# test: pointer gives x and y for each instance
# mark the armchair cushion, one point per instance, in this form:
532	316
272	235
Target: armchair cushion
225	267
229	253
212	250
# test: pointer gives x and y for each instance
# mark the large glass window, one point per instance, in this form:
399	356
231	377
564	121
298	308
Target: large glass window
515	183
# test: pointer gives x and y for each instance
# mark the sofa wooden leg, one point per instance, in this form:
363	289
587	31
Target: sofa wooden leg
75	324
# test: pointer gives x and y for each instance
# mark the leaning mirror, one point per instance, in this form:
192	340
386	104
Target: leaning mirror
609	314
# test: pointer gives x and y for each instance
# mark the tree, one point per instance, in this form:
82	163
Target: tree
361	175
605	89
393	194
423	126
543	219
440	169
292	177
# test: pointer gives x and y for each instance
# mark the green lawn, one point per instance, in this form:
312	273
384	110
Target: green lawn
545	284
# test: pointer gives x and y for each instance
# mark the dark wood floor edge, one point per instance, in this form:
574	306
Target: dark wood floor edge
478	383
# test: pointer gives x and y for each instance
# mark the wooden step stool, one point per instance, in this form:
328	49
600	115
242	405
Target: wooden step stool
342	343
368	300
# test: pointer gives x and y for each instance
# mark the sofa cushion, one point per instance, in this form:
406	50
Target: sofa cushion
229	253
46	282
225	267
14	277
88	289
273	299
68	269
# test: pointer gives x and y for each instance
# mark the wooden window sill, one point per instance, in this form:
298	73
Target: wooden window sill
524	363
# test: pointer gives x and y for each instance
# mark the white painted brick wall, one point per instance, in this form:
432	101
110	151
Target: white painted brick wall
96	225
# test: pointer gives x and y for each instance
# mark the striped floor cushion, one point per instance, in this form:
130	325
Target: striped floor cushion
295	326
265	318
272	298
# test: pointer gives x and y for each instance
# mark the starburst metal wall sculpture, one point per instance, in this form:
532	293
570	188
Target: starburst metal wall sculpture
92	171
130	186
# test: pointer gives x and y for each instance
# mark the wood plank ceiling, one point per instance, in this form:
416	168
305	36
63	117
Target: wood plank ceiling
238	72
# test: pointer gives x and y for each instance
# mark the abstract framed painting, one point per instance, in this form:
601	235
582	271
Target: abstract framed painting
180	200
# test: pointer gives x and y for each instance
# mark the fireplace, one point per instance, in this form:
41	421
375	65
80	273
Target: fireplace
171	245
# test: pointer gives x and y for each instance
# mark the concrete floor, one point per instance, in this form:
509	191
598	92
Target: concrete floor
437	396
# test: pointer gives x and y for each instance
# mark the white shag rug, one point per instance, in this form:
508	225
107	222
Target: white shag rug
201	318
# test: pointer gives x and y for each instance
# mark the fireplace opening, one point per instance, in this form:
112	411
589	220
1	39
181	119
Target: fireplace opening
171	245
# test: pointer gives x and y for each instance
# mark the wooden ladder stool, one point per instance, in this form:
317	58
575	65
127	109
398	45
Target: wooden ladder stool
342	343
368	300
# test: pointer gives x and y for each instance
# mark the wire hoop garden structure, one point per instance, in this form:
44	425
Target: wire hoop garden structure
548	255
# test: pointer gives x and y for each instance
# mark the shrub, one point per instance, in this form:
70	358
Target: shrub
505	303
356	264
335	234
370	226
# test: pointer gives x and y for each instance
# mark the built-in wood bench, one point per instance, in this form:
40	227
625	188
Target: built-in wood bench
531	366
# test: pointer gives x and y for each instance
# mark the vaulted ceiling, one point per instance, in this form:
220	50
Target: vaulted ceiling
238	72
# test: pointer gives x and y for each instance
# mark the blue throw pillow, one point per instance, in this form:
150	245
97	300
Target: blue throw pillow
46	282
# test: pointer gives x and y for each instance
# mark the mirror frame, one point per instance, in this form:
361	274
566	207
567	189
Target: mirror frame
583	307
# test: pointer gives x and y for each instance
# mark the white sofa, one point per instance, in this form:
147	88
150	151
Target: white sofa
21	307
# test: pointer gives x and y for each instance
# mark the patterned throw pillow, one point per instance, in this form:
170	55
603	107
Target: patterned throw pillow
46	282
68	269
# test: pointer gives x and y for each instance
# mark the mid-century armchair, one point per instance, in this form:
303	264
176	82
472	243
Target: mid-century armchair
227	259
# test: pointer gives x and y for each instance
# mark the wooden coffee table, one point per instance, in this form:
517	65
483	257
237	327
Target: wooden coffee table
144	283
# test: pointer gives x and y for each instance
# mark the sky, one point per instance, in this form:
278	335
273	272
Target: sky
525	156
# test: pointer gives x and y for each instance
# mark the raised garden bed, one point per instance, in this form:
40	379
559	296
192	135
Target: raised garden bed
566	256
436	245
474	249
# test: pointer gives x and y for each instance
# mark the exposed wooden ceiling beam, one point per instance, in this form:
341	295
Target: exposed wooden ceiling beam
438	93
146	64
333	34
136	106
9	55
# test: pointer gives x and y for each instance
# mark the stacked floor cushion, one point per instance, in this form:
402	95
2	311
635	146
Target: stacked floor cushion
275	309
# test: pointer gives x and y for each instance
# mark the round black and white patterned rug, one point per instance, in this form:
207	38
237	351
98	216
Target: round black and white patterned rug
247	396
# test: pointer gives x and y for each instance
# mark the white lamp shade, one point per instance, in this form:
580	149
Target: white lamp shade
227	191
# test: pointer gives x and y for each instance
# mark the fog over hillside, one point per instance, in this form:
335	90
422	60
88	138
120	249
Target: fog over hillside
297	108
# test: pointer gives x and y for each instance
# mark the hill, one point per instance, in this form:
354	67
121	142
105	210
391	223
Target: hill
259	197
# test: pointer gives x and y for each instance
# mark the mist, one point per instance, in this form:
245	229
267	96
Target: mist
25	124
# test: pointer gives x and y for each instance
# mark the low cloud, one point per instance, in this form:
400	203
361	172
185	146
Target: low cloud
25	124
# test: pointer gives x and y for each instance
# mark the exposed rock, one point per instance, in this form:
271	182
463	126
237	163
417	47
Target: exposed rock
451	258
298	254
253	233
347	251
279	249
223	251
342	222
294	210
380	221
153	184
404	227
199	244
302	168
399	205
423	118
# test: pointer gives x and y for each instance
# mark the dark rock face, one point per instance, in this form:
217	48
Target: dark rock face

▶ [Work order]:
Return all of the entries word for word.

▶ [Response to this task]:
# test: pointer gives x and y for each instance
# mark the armchair cushion, one point per instance, in this form:
532	316
272	235
Target: armchair cushion
225	267
229	253
212	250
# test: pointer gives x and y for each instance
# mark the large glass window, one point per instance, in this form:
399	356
231	377
564	121
298	308
Target: large glass window
515	183
# test: pointer gives x and y for each instance
# mark the sofa wooden leg, one point per instance, in this form:
363	289
587	31
Target: sofa wooden leg
75	324
# test: pointer gives x and y for each instance
# mark the leaning mirror, one point per instance, in this form:
192	340
386	104
Target: leaning mirror
609	314
# test: pointer gives x and y for each instance
# mark the tree, one point per instance, in this form:
82	163
Target: tree
361	175
605	89
393	194
423	126
543	219
440	169
292	177
# test: pointer gives x and y for each instance
# mark the green lawn, one point per instance, in this form:
312	273
384	110
Target: green lawn
545	284
# test: pointer gives x and y for each instance
# mark the dark wood floor edge, one point per instance, in this form:
574	306
Target: dark wood floor edge
478	383
# test: pointer gives x and y for each instance
# mark the wooden step stool, one point per instance, in this form:
328	49
600	115
242	405
Target: wooden step stool
342	343
368	300
# test: pointer gives x and y for each instance
# mark the sofa cushion, one point per instance, in this form:
406	50
Target: sofa cushion
229	253
46	282
225	267
14	277
88	289
273	299
68	269
# test: pointer gives x and y for each instance
# mark the wooden window sill, one point per instance, in this form:
298	73
Target: wooden window sill
524	363
# test: pointer gives x and y for each instance
# mark the white painted brick wall, one point per instance, in this form:
432	101
110	151
Target: white painted brick wall
96	225
# test: pointer gives x and y for each instance
# mark the striped floor cushion, one point per instance, in this form:
130	325
Target: striped floor cushion
295	326
265	318
272	298
# test: pointer gives x and y for each instance
# mark the starburst metal wall sculpture, one point per instance, in this form:
532	293
570	188
Target: starburst metal wall sculpture
92	171
130	186
# test: pointer gives x and y for each instance
# mark the wood plank ceiling, one point per instance, in this form:
416	168
305	36
63	117
Target: wood plank ceiling
238	72
# test: pointer gives x and y for each instance
# mark the abstract framed painting, one point per instance, in this form:
601	235
582	271
Target: abstract framed painting
180	200
# test: pointer gives x and y for each instance
# mark the fireplace, one point per instance, in this form:
41	421
375	65
80	273
Target: fireplace
171	245
# test: pointer gives x and y for each instance
# mark the concrete floor, one point per instance, in this form:
509	191
598	92
Target: concrete floor
437	396
# test: pointer gives x and y for each instance
# mark the white shag rug, one point per instance, in this form:
508	225
107	222
Target: white shag rug
201	318
# test: pointer gives x and y for each instance
# mark the fireplace opening, one point per instance, in this form:
112	411
589	220
1	39
181	119
Target: fireplace opening
171	245
# test: pointer gives x and y for each instance
# mark the wooden ladder stool, one point per instance, in this form:
317	58
575	65
127	109
398	45
Target: wooden ladder stool
342	343
368	300
# test: pointer gives x and y for each instance
# mark the wire hoop garden structure, one point per instance, in this form:
44	425
Target: wire hoop garden structure
548	255
# test: pointer gives x and y for each instance
# mark the shrub, one point per instance, in this form:
70	358
Target: shrub
505	303
356	264
335	234
370	226
# test: pointer gives x and y for each instance
# mark the built-in wood bench, one point per instance, in this form:
40	227
625	188
Target: built-in wood bench
531	366
# test: pointer gives x and y for each instance
# mark the vaulted ceiling, one point per instance, in this form:
220	50
Target: vaulted ceiling
238	72
# test: pointer gives x and y for each instance
# mark the blue throw pillow, one point per instance, in this form:
150	245
97	300
Target: blue throw pillow
46	282
# test: pointer gives x and y for each instance
# mark the mirror frame, one point per instance, in this form:
361	274
566	207
567	189
Target: mirror frame
583	307
# test: pointer gives x and y for each instance
# mark the white sofa, one point per instance, in this form:
147	88
150	151
Target: white sofa
21	307
# test: pointer gives x and y for each instance
# mark the patterned throw pillow, one point per instance, in this form:
170	55
603	107
Target: patterned throw pillow
46	282
68	269
# test: pointer gives x and y for each instance
# mark the mid-century armchair, one point per instance, in this form:
303	264
176	82
472	243
Target: mid-century armchair
227	259
# test: pointer gives x and y for each instance
# mark the wooden coffee table, one point per instance, in this form:
517	65
483	257
237	327
Target: wooden coffee table
144	283
# test: pointer gives x and y for each instance
# mark the sky, one point per instance, in this form:
278	335
273	272
Target: sky
525	156
# test: pointer gives x and y for each instance
# mark the raised garden bed, one point per instance, in this form:
40	379
559	296
192	135
Target: raised garden bed
566	256
436	245
474	249
# test: pointer gives x and y for each instance
# mark the exposed wooden ceiling beam, one point per instance, in this form:
341	295
Target: exposed wooden ceiling beam
438	93
146	64
333	34
136	106
9	55
# test: pointer gives x and y for each instance
# mark the stacked floor cushion, one point per instance, in this form:
402	95
2	311
635	146
Target: stacked floor cushion
275	309
# test: pointer gives x and y for each instance
# mark the round black and white patterned rug, one point per instance, in this form:
207	38
237	351
98	216
Target: round black and white patterned rug
247	396
# test: pointer gives x and y for each instance
# mark the white lamp shade, one point per instance, in this form:
580	149
Target: white lamp shade
227	191
# test: pointer gives x and y for each instance
# mark the fog over hillside, one point per instance, in this form:
335	90
422	60
88	138
120	249
Target: fog over hillside
297	108
# test: pointer gives x and y for each instance
# mark the hill, one point per instance, in this form:
354	67
121	142
105	210
391	223
Target: hill
259	197
# test: pointer gives x and y for each instance
# mark the mist, one point per instance, in this form:
245	229
267	96
Target: mist
25	124
# test: pointer gives x and y for each instance
# mark the low cloud, one point per instance, in this form:
400	203
361	172
185	146
Target: low cloud
25	124
# test: pointer gives x and y for each instance
# mark the exposed rock, one point per instance, in this form:
271	182
463	126
237	163
417	47
Target: exposed rock
451	258
298	254
253	233
347	251
279	249
223	251
342	222
294	210
380	221
153	184
404	227
199	244
302	168
399	205
423	118
# test: pointer gives x and y for each instance
# mark the dark rock face, one point per instance, in this form:
217	48
Target: dark rock face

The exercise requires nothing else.